**Instructions to follow**
Edit the rows below by changing "white shirt collar" to "dark shirt collar" and leaving everything else untouched.

**Dataset records**
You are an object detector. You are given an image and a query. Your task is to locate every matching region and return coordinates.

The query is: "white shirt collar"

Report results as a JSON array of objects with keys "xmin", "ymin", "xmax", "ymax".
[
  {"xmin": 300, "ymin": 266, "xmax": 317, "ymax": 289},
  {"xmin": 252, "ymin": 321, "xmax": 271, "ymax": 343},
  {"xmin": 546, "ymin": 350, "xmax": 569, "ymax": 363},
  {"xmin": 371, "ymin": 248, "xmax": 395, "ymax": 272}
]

**Result of this task**
You are an object detector. You are given an image and a query. Your task is to locate every matching region and return coordinates.

The query is: "dark shirt collar"

Report results as a JSON array of objects with keys "xmin", "ymin", "xmax", "ymax".
[
  {"xmin": 300, "ymin": 266, "xmax": 317, "ymax": 289},
  {"xmin": 252, "ymin": 321, "xmax": 271, "ymax": 343},
  {"xmin": 546, "ymin": 350, "xmax": 569, "ymax": 363},
  {"xmin": 371, "ymin": 248, "xmax": 395, "ymax": 272}
]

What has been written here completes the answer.